_WORK INSTRUCTIONS:_
Find the line below that contains "Annotation guideline: for every instance of the man wearing". Transcribe it and every line after it exactly, adding nothing.
-- EXTRACTED ENTRIES follows --
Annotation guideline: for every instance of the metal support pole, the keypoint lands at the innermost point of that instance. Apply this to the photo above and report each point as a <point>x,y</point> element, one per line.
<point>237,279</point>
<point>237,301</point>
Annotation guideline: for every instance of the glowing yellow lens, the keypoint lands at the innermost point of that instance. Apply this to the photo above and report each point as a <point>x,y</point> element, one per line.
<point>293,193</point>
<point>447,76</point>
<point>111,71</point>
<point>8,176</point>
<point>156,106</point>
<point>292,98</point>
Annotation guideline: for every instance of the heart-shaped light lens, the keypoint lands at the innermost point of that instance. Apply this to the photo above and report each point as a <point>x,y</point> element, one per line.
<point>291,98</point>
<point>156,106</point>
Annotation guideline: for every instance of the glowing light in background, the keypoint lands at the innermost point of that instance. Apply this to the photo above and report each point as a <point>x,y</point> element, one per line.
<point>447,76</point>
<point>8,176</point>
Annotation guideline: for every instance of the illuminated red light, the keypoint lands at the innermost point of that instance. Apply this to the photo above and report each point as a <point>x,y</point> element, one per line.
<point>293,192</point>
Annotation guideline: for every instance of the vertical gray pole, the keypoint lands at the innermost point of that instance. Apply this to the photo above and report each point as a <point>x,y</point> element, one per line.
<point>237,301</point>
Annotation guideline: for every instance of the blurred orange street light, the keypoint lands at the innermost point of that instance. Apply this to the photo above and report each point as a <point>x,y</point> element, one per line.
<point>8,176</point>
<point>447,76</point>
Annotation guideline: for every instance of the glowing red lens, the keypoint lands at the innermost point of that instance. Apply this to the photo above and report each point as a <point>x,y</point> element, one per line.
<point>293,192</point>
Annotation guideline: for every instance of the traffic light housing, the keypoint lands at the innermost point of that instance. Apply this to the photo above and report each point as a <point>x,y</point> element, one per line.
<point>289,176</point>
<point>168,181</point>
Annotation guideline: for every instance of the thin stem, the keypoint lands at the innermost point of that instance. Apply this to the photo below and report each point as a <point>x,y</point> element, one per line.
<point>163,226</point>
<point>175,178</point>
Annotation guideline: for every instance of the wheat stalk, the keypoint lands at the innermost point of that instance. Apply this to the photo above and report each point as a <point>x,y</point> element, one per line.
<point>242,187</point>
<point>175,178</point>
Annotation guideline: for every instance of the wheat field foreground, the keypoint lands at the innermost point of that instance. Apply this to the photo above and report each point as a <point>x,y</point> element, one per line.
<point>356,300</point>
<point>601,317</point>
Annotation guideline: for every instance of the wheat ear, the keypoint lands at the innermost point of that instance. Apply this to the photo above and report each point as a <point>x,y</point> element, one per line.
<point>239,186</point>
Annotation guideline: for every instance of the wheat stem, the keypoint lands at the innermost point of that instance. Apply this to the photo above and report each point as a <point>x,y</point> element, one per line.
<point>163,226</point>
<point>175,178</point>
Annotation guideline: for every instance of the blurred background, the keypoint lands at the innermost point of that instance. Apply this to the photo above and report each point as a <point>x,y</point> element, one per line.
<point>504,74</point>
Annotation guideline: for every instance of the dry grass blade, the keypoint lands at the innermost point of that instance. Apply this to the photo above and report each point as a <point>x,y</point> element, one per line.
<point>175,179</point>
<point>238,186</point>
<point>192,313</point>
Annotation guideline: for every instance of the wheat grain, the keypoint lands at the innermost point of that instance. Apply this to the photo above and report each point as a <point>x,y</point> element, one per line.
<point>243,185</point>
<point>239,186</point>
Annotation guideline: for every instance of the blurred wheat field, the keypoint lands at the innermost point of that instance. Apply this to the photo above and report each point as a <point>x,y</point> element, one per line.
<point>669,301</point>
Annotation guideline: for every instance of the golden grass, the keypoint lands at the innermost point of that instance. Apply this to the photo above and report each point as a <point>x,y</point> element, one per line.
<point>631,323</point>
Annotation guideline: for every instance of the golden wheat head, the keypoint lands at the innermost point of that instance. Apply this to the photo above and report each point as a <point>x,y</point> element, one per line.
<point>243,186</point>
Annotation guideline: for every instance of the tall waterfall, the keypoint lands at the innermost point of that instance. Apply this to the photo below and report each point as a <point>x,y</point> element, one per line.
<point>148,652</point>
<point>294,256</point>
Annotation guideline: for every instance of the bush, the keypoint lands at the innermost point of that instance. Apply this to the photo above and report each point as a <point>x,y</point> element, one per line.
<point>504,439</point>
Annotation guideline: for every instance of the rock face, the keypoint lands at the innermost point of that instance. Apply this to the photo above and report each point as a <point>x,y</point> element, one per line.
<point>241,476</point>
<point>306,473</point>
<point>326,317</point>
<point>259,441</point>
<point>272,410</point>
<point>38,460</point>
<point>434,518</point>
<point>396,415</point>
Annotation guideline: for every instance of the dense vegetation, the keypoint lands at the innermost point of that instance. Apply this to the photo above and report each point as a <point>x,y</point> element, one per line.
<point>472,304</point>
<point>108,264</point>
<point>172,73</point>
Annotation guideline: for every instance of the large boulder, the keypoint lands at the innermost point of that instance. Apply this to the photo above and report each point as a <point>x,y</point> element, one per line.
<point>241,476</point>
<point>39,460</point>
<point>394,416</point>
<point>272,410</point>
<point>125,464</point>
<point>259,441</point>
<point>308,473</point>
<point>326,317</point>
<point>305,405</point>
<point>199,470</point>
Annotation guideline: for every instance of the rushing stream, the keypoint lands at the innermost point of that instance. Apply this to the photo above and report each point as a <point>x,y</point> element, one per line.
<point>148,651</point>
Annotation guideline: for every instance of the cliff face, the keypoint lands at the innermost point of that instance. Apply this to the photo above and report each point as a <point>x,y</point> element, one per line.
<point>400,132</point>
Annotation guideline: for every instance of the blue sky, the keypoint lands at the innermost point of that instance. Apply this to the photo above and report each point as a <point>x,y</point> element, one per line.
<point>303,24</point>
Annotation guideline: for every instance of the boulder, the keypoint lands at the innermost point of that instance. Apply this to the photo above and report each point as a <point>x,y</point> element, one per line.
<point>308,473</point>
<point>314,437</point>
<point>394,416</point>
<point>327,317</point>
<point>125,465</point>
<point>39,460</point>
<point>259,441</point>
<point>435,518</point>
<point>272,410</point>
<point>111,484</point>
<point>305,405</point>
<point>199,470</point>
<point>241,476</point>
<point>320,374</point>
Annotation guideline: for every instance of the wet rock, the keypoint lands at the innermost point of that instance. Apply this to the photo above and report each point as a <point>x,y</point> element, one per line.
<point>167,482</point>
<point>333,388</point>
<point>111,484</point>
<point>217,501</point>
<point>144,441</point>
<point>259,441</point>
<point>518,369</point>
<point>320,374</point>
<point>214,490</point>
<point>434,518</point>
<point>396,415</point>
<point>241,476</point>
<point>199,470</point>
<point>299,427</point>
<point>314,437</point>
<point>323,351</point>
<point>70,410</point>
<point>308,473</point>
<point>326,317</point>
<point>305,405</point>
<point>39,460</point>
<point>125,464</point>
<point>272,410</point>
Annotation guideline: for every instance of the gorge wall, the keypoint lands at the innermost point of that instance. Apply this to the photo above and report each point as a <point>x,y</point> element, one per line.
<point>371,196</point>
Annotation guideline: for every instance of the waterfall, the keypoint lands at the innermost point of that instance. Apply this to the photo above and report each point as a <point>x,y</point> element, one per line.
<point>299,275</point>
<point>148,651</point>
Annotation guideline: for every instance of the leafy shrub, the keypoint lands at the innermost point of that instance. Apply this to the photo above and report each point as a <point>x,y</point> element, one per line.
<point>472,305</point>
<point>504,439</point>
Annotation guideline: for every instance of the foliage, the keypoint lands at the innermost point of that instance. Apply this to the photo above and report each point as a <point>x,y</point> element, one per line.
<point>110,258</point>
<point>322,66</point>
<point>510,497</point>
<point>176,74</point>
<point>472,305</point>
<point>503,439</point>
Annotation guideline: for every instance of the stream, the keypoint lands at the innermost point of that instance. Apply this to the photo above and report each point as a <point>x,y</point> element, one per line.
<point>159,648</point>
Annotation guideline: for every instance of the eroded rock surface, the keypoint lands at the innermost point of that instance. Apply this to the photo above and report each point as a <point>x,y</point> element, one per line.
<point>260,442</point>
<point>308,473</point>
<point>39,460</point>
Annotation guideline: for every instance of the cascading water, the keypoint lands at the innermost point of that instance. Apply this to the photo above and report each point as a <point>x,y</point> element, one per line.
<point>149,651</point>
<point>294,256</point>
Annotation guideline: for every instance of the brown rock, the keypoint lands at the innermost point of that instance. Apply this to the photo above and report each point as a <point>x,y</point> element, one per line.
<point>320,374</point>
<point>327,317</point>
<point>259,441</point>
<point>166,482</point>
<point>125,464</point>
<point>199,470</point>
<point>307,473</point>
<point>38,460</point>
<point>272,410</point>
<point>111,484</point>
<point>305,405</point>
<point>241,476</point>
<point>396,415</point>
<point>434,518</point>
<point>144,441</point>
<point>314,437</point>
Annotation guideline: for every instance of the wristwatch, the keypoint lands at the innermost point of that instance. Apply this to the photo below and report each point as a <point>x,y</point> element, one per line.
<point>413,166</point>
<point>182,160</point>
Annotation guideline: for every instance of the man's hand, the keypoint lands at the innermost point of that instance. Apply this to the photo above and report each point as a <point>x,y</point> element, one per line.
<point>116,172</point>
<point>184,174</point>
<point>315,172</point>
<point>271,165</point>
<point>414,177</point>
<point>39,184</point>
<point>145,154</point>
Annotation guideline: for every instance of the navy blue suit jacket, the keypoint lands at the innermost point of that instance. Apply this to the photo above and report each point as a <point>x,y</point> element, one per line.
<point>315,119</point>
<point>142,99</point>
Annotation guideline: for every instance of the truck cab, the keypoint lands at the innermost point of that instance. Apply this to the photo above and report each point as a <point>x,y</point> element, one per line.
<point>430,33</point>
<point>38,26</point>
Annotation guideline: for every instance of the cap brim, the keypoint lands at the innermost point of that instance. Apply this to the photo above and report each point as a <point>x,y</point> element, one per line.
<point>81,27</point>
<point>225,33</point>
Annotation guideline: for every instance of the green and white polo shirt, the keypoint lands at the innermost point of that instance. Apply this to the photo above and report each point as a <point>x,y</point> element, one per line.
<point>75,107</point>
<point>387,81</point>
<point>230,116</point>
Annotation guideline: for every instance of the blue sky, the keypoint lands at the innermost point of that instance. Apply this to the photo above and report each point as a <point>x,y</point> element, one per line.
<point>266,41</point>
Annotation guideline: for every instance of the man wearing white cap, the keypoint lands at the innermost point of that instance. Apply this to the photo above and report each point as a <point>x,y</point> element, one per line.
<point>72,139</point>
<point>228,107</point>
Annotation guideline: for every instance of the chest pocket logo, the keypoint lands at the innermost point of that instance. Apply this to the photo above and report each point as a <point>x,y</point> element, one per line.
-- EXTRACTED ENTRIES concluded --
_EXERCISE ANSWER:_
Annotation guideline: for every instance of the man wearing white cap, the keypoint lands at the innermost point of that instance. Apply this to the photo above and report each point as a <point>x,y</point> element, one per line.
<point>72,139</point>
<point>228,107</point>
Annotation guideline: for every instance of the chest pocket logo, the keypoint lands at the innermost point of that instance. Apply this to the photo above and report each point as a <point>x,y</point> element, one per line.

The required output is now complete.